* **Instructions for the task**:
Each line of the data must be reproduced as it appears.

Natural language region descriptions:
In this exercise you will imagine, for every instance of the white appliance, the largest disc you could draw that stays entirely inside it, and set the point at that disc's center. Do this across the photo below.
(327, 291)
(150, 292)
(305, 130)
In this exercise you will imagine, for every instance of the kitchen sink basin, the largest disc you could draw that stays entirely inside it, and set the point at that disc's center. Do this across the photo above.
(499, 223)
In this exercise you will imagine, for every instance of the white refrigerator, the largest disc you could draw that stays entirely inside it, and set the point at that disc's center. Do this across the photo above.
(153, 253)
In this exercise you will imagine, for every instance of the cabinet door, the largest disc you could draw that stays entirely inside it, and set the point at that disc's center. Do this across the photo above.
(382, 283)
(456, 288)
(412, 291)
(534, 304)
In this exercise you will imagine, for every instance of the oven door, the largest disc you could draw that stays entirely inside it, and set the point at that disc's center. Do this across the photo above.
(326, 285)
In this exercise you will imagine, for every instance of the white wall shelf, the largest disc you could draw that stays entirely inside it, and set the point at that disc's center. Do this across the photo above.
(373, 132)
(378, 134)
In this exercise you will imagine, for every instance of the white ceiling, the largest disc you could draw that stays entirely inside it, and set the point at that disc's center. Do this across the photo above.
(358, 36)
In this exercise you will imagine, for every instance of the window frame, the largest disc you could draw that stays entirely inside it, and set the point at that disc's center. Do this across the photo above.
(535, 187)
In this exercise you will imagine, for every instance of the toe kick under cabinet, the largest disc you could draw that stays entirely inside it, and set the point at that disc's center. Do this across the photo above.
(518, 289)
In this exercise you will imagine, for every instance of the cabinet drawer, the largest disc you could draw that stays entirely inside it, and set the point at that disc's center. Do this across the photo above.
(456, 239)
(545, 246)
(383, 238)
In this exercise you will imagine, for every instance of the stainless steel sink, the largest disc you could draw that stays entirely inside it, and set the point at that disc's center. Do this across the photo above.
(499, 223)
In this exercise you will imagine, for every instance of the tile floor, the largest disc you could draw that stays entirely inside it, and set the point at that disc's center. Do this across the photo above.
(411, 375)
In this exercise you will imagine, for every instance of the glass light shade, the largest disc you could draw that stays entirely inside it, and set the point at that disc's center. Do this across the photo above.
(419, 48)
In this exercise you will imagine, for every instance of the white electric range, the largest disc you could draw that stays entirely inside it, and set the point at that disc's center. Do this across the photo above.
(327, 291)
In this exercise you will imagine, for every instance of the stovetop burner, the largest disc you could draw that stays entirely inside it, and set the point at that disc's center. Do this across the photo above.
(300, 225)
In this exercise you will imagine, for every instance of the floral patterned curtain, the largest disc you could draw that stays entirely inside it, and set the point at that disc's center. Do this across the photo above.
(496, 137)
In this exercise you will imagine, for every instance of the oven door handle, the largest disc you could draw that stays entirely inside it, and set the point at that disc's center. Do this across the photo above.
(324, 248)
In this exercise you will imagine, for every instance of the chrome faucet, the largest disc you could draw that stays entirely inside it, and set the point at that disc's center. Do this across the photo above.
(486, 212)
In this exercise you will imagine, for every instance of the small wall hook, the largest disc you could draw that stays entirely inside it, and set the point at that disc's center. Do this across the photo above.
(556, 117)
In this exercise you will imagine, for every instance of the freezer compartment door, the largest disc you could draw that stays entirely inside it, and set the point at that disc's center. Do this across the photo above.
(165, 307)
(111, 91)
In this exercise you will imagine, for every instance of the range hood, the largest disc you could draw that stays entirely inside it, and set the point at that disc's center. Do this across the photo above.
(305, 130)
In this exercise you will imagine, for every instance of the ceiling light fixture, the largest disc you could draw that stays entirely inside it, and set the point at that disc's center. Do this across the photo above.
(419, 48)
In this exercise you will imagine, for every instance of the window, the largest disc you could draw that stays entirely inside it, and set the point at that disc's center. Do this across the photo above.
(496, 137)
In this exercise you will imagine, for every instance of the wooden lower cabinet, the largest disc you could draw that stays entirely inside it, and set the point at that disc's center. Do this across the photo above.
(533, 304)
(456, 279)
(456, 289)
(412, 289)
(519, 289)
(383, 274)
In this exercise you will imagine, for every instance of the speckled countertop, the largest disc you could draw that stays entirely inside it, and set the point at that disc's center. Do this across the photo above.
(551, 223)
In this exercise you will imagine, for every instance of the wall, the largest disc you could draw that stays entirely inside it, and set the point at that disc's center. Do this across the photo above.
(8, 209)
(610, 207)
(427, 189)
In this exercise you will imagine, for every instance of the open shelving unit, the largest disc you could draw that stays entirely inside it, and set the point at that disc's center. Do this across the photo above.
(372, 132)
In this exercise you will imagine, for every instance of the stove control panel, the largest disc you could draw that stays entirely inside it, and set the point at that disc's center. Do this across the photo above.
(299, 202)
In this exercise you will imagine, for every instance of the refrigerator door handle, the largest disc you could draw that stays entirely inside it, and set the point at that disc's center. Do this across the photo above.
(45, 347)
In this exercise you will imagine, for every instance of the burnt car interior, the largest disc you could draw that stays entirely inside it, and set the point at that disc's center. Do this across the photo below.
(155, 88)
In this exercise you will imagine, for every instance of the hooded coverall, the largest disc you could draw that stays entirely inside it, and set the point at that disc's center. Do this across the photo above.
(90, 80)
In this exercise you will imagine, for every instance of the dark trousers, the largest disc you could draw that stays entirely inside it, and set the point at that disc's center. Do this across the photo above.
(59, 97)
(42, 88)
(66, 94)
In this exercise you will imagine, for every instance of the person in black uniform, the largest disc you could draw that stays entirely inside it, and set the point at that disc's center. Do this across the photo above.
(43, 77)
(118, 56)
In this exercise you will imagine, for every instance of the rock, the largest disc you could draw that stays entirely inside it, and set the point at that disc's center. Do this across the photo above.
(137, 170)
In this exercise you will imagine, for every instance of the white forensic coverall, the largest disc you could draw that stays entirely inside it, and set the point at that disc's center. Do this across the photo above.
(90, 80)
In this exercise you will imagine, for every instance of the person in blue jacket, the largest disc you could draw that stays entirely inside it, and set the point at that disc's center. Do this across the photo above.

* **Final answer**:
In this exercise you will imagine, for every instance of the white appliance, the largest disc you could draw that stays entirely inside it, and set the point at that disc's center. Do this across the photo below.
(327, 291)
(150, 292)
(305, 130)
In this exercise you will imagine, for every instance of the kitchen sink basin, the largest disc you could draw that stays entirely inside it, and set the point at that disc's center. Do this across the photo above.
(499, 223)
In this exercise you will imagine, for every instance of the white refrigerator, the largest disc you could draw that stays entirely inside it, and set the point at that disc's center. Do this across the photo above.
(153, 253)
In this exercise you will imagine, for every instance of the cabinet door, the largest disc you could draw that stays entirely inside it, and set the point at that disc's center. Do this across the photo above.
(382, 283)
(456, 288)
(412, 291)
(534, 304)
In this exercise you will imagine, for every instance of the oven door, the largest disc you could draw that stays entirely inside it, and set the point at that disc's center. Do this across the photo above.
(326, 285)
In this exercise you will imagine, for every instance of the white wall shelf, the largest disc you could draw that stays entirely inside it, and set the point at that disc's center. Do this across the photo above.
(373, 132)
(378, 134)
In this exercise you will imagine, for every instance of the white ceiling, the largest disc you could draw that stays entirely inside it, and set the point at that disc's center. Do this across the photo above.
(358, 36)
In this exercise you will imagine, for every instance of the window frame, the largest disc you could draw that stays entirely inside it, and set the point at that disc's center. Do this across the photo above.
(535, 187)
In this exercise you will imagine, for every instance of the toe kick under cabinet, the largest disc you could draw that stays entirely inside it, and set the point at that disc's center. Do this across the photo above.
(518, 289)
In this exercise you will imagine, for every instance of the cabinet drawer, the largest disc you could draw that stays entirely inside it, and set the point at that disc's center. Do this across the photo above.
(456, 239)
(545, 246)
(383, 238)
In this exercise you will imagine, for every instance of the stainless steel sink, the largest disc you could draw that stays entirely inside it, and set the point at that disc's center. Do this across the photo above.
(499, 223)
In this exercise you will imagine, for every instance of the tile floor, the largest disc you could draw that stays entirely inside it, and set the point at that disc's center. Do this across the photo above.
(411, 375)
In this exercise you will imagine, for every instance of the glass light shade, the largest disc you could draw that stays entirely inside it, and set the point at that disc's center. Do this across the photo above.
(419, 48)
In this exercise you will imagine, for every instance of the white electric range, the largest disc you could draw that stays entirely inside it, and set the point at that disc's center. Do this across the photo above.
(327, 291)
In this exercise you will imagine, for every instance of the stovetop burner, the largest disc you could draw that stays entirely inside it, and set the point at that disc's center. Do this across the photo above.
(300, 225)
In this exercise you will imagine, for every instance of the floral patterned curtain, the largest disc you could draw that stays entirely inside it, and set the point at that disc's center. Do this across the photo above.
(496, 137)
In this exercise you will imagine, for every instance of the oven door handle, the largest disc you could draw that stays entirely inside it, and set the point at that disc's center. Do this across the photo above.
(324, 248)
In this exercise you will imagine, for every instance of the chrome faucet, the largest disc you could draw that stays entirely inside it, and set the point at that disc's center. Do this across the photo above.
(486, 212)
In this exercise you will imagine, for every instance of the small wall hook, the largest disc you could draw that stays entirely inside it, and set the point at that disc's center. Do this across the photo above.
(556, 117)
In this exercise you will imagine, for every instance of the freezer compartment door, the largest disc you could draw that stays entirely inside it, and set the point at that disc's center. Do this across the photo above.
(165, 307)
(111, 91)
In this exercise you will imagine, for every instance of the range hood, the largest disc you could draw that stays entirely inside it, and set the point at that disc's center. Do this across the photo above.
(305, 130)
In this exercise you will imagine, for every instance of the ceiling light fixture, the largest disc you could draw that stays entirely inside it, and set the point at that disc's center. Do this across the photo above.
(419, 48)
In this exercise you will imagine, for every instance of the window, the largest disc you could draw that stays entirely inside it, and set the point at that disc's center. Do this across the photo above.
(496, 137)
In this exercise you will imagine, for every instance of the wooden lower cabinet, the largest disc you could draw that stays entirely inside it, and set the point at that disc's center. Do this across the photo above.
(533, 304)
(456, 279)
(456, 289)
(412, 289)
(519, 289)
(383, 274)
In this exercise you will imagine, for every instance of the speckled countertop, the largest disc you could draw that stays entirely inside it, and set the point at that disc's center. Do this across the photo above.
(551, 223)
In this exercise you will imagine, for every instance of the wall, the largest disc you could draw that stays entirely inside it, and set the point at that disc's center. Do this across the photo above.
(8, 209)
(610, 207)
(427, 189)
In this exercise you will imagine, for every instance of the open shelving unit, the largest disc you could draw that stays entirely inside it, and set the point at that disc's center. Do this across the photo above.
(372, 132)
In this exercise you will imagine, for every instance of the stove control panel, the largest disc you could draw that stays entirely inside it, and set the point at that disc's center. Do this across the photo above.
(299, 202)
In this exercise you will imagine, for every instance of the refrigerator door handle, the largest disc you could draw that stays entirely inside it, and set the point at that disc's center. Do this across the photo above.
(45, 347)
In this exercise you will imagine, for every instance of the burnt car interior, the largest disc you could draw that stays entirely inside it, and set the point at that disc's center. Do this across the photo below.
(155, 88)
In this exercise you will imagine, for every instance of the hooded coverall, the largest disc you could draw that stays entirely inside it, and set the point at that disc's center. Do this across the photo above.
(90, 80)
In this exercise you will imagine, for every instance of the dark trousers, the largest disc you could draw that stays entirely inside it, and set the point at that disc's center. Do this across the photo above.
(59, 97)
(42, 88)
(66, 94)
In this exercise you will imagine, for every instance of the person in black uniform, the largest disc you could draw that stays entirely inside it, and set the point at that disc's center. Do this across the photo above.
(43, 77)
(118, 56)
In this exercise you will imagine, for every instance of the rock, the largest disc you could draw that stays entirely inside it, and set the point at that disc's center. Do this across the photo above.
(137, 170)
In this exercise you will imagine, for every instance of the white forensic coverall, the largest disc you could draw that stays entirely inside it, and set the point at that disc's center. Do this across the photo above.
(90, 80)
In this exercise you will imagine, for every instance of the person in blue jacket, the largest disc you could draw that stays entirely inside it, and set the point at that disc's center. Do this across the photo above.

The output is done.